# Exercices à résoudre
A. Dans le texte sur l'état du monde, relevez tous les problèmes énumérés à propos du Brésil.
B. Recopiez fidèlement le passage du texte sur l'état du monde qui commence aux mots « L’Afrique ? Depuis les » et se termine après les mots « n’y parvenons pas. ».
***** Texte de la page *****
Pourtant, les Etats-Unis ne se portent pas bien. Mais qu’en est-il des autres ? Pour la Chine et le Japon, voit plus haut. Quant à l’Europe, je n’aurai pas la cruauté d’insister. L’usine à gaz qui s’appelle l’Union européenne n’a d’existence que négative. Elle brime les peuples et les Etats en leur imposant des politiques suicidaires d’austérité. Elle est inexistante politiquement mais, pis, elle empêche les Etats-Nations d’exister (sauf l’Angleterre qui s’en affranchit). A l’extérieur du vieux continent, on ne parle presque plus des pays européens. Sans doute, les enterre-t-on un peu vite, mais, tels qu’ils sont, on ne les prend plus beaucoup en considération. Rien, notamment dans la campagne électorale US.

 

Et les puissances émergentes ? Là-aussi, relativisons. L’Inde mettra très longtemps avant d’être au niveau. Le Brésil ? Son PIB n’a pas encore rattrapé celui de la France et il suffit de passer quelques jours dans ce géant austral pour réaliser de visu l’ampleur des problèmes : pauvreté, violence, destruction de la nature, infrastructures souvent dans un état lamentable.

L’Afrique ? Depuis les années 1960, elle est « mal partie » (René Dumont) et n’est pas prête d’arriver. Quant au monde arabe, en pleine paranoïa, je renvoie mes lecteurs à ce que j’ai écrit sur lui.

 

Suis-je exagérément pessimiste sur le monde ? Non, dans la mesure où l’humanité a la chance d’avoir accompli des progrès techniques fantastiques et que c’est loin d’être terminé. L’ordinateur, la robotique nous offrent de magnifiques perspectives. Les progrès de la médecine nous ont permis en peu de temps de doubler notre espérance de vie. Celui des transports nous permet d’aller facilement à l’autre bout du monde (au moins pour les peuples non soumis à visas !) et bientôt au-delà. Nous avons les possibilités d’une libération et d’un épanouissement de l’humanité. Mais nous n’y parvenons pas.
***** Données fournies *****
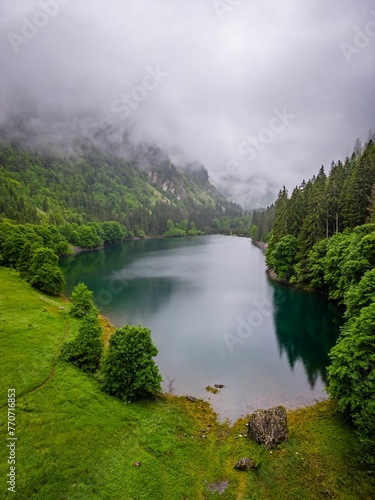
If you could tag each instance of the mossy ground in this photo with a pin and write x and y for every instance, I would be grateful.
*****
# Corrigé des exercices
A. pauvreté ; violence ; destruction de la nature ; infrastructures souvent dans un état lamentable

B.
L’Afrique ? Depuis les années 1960, elle est « mal partie » (René Dumont) et n’est pas prête d’arriver. Quant au monde arabe, en pleine paranoïa, je renvoie mes lecteurs à ce que j’ai écrit sur lui.

 

Suis-je exagérément pessimiste sur le monde ? Non, dans la mesure où l’humanité a la chance d’avoir accompli des progrès techniques fantastiques et que c’est loin d’être terminé. L’ordinateur, la robotique nous offrent de magnifiques perspectives. Les progrès de la médecine nous ont permis en peu de temps de doubler notre espérance de vie. Celui des transports nous permet d’aller facilement à l’autre bout du monde (au moins pour les peuples non soumis à visas !) et bientôt au-delà. Nous avons les possibilités d’une libération et d’un épanouissement de l’humanité. Mais nous n’y parvenons pas.